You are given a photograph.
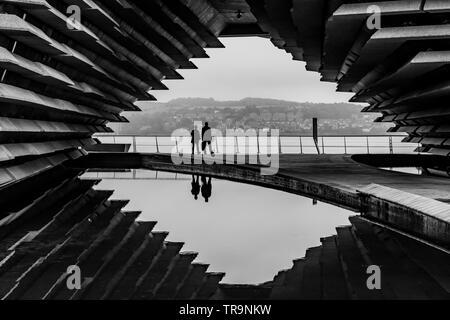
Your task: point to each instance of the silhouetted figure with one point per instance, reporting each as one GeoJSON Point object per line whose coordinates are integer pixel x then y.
{"type": "Point", "coordinates": [206, 188]}
{"type": "Point", "coordinates": [195, 187]}
{"type": "Point", "coordinates": [195, 140]}
{"type": "Point", "coordinates": [207, 138]}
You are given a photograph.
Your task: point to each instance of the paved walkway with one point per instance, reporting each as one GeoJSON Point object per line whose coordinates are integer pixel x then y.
{"type": "Point", "coordinates": [342, 172]}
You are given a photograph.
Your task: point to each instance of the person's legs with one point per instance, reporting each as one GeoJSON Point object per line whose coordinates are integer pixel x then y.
{"type": "Point", "coordinates": [198, 147]}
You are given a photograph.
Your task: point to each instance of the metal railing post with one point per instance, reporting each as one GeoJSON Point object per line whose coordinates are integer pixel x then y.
{"type": "Point", "coordinates": [279, 145]}
{"type": "Point", "coordinates": [391, 147]}
{"type": "Point", "coordinates": [301, 146]}
{"type": "Point", "coordinates": [157, 145]}
{"type": "Point", "coordinates": [323, 145]}
{"type": "Point", "coordinates": [368, 148]}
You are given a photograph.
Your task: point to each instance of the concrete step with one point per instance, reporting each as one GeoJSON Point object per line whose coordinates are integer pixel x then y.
{"type": "Point", "coordinates": [400, 275]}
{"type": "Point", "coordinates": [92, 263]}
{"type": "Point", "coordinates": [45, 276]}
{"type": "Point", "coordinates": [193, 282]}
{"type": "Point", "coordinates": [167, 288]}
{"type": "Point", "coordinates": [334, 286]}
{"type": "Point", "coordinates": [100, 283]}
{"type": "Point", "coordinates": [433, 261]}
{"type": "Point", "coordinates": [354, 266]}
{"type": "Point", "coordinates": [92, 258]}
{"type": "Point", "coordinates": [209, 287]}
{"type": "Point", "coordinates": [158, 271]}
{"type": "Point", "coordinates": [141, 263]}
{"type": "Point", "coordinates": [51, 236]}
{"type": "Point", "coordinates": [312, 282]}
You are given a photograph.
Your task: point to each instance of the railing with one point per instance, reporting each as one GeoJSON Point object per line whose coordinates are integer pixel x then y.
{"type": "Point", "coordinates": [135, 174]}
{"type": "Point", "coordinates": [287, 144]}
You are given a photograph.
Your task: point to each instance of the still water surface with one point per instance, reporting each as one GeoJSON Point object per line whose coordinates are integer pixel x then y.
{"type": "Point", "coordinates": [248, 232]}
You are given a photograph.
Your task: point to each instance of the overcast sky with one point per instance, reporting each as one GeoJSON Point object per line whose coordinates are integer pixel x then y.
{"type": "Point", "coordinates": [250, 67]}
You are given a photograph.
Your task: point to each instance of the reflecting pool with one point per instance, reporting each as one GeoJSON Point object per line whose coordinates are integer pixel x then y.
{"type": "Point", "coordinates": [249, 232]}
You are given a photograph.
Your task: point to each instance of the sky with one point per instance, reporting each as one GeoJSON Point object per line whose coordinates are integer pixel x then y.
{"type": "Point", "coordinates": [251, 67]}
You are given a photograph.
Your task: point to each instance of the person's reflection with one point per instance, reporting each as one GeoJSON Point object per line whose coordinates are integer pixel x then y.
{"type": "Point", "coordinates": [195, 186]}
{"type": "Point", "coordinates": [206, 188]}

= = = =

Exercise brief
In the copy, include all records verbatim but no images.

Problem solution
You are given a photograph.
Your task: point to each instance of the silhouetted figure with one point per instance, reporting each as one GeoJSON Point object per line whose coordinates are integer pixel x then y.
{"type": "Point", "coordinates": [206, 188]}
{"type": "Point", "coordinates": [195, 187]}
{"type": "Point", "coordinates": [195, 140]}
{"type": "Point", "coordinates": [207, 138]}
You are given a photograph.
Your task: point to each instance of the paved walkway with one point per instance, reporting each as one GeoJSON Point object per line whose coordinates are integer pixel x then y.
{"type": "Point", "coordinates": [342, 172]}
You are given a photograph.
Your task: point to each instance of the person's legs with one point per instance, reporting each as one GeoJSON Point object per line whose coordinates are integer pixel x then y.
{"type": "Point", "coordinates": [198, 147]}
You are given a photograph.
Your task: point to each instance of the metal railing post with one point per instance, reporting each as one GeoJSON Point object per line whose coordinates are integer pixel x then y.
{"type": "Point", "coordinates": [279, 145]}
{"type": "Point", "coordinates": [391, 147]}
{"type": "Point", "coordinates": [301, 146]}
{"type": "Point", "coordinates": [157, 145]}
{"type": "Point", "coordinates": [323, 145]}
{"type": "Point", "coordinates": [368, 148]}
You are given a photograph.
Your task: point to each instance of the concrete step with one point per instance, reporting each as one GeoJSON Point object per line whose coordinates are integer pixel x then y.
{"type": "Point", "coordinates": [400, 275]}
{"type": "Point", "coordinates": [92, 263]}
{"type": "Point", "coordinates": [45, 276]}
{"type": "Point", "coordinates": [193, 282]}
{"type": "Point", "coordinates": [167, 288]}
{"type": "Point", "coordinates": [334, 286]}
{"type": "Point", "coordinates": [100, 283]}
{"type": "Point", "coordinates": [433, 261]}
{"type": "Point", "coordinates": [354, 266]}
{"type": "Point", "coordinates": [92, 258]}
{"type": "Point", "coordinates": [209, 287]}
{"type": "Point", "coordinates": [158, 271]}
{"type": "Point", "coordinates": [141, 263]}
{"type": "Point", "coordinates": [51, 236]}
{"type": "Point", "coordinates": [312, 282]}
You are given a photograph.
Your task: point to each instance of the railing with one point per instance, reporting each as one GeoJSON Point object per line whose coordinates are integer pixel x then y.
{"type": "Point", "coordinates": [135, 174]}
{"type": "Point", "coordinates": [287, 144]}
You are given a photograph.
Your task: point to each instance of the still water surface with one point per instance, reporting each as one GeoJSON Point object per line whose coordinates are integer pixel x then y.
{"type": "Point", "coordinates": [248, 232]}
You are given a photograph.
Your task: point to each instance of the overcast sky with one point per instance, reporting each as one GeoJSON Point object per line whose coordinates are integer pixel x then y.
{"type": "Point", "coordinates": [250, 67]}
You are given a photograph.
Your task: point to each instance of the reflecting pool with one point per instance, reporting each as one GeoJSON Point object per line whose coordinates are integer pixel x then y.
{"type": "Point", "coordinates": [249, 232]}
You are given a photograph.
Your task: point to each instance of the sky with one point per instance, reporting each as one GeoJSON Point object per line whose coordinates are integer pixel x then y.
{"type": "Point", "coordinates": [251, 67]}
You are given a photograph.
Your task: point to each instance of the person's reflection with one point per instance, reporting each as one GeoJSON Point object per line whose coordinates are integer pixel x then y.
{"type": "Point", "coordinates": [195, 186]}
{"type": "Point", "coordinates": [206, 188]}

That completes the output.